* **What to work on**:
Nothing before the line containing "379 412 L 504" should appear; please restate that line and every later line word for word through the end of the listing.

* **Data to process**:

***

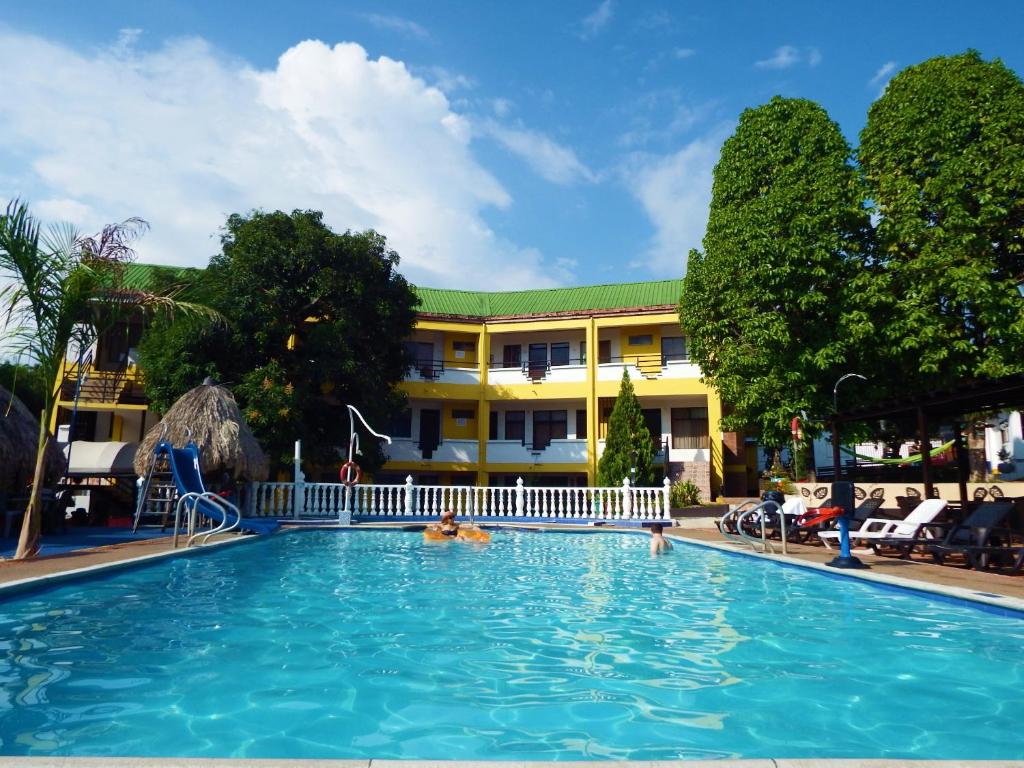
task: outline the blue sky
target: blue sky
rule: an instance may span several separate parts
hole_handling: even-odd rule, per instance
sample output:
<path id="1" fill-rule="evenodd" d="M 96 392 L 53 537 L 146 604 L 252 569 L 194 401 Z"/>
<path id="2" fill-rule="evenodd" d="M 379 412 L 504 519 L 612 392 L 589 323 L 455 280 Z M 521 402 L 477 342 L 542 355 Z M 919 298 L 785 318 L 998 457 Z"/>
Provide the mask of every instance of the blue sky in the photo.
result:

***

* **Reply to the exercise**:
<path id="2" fill-rule="evenodd" d="M 379 412 L 504 519 L 612 392 L 589 323 L 455 280 Z M 521 402 L 477 342 L 542 355 Z M 919 298 L 785 318 L 998 457 Z"/>
Provide the mask of every instance of the blue sky in the photo.
result:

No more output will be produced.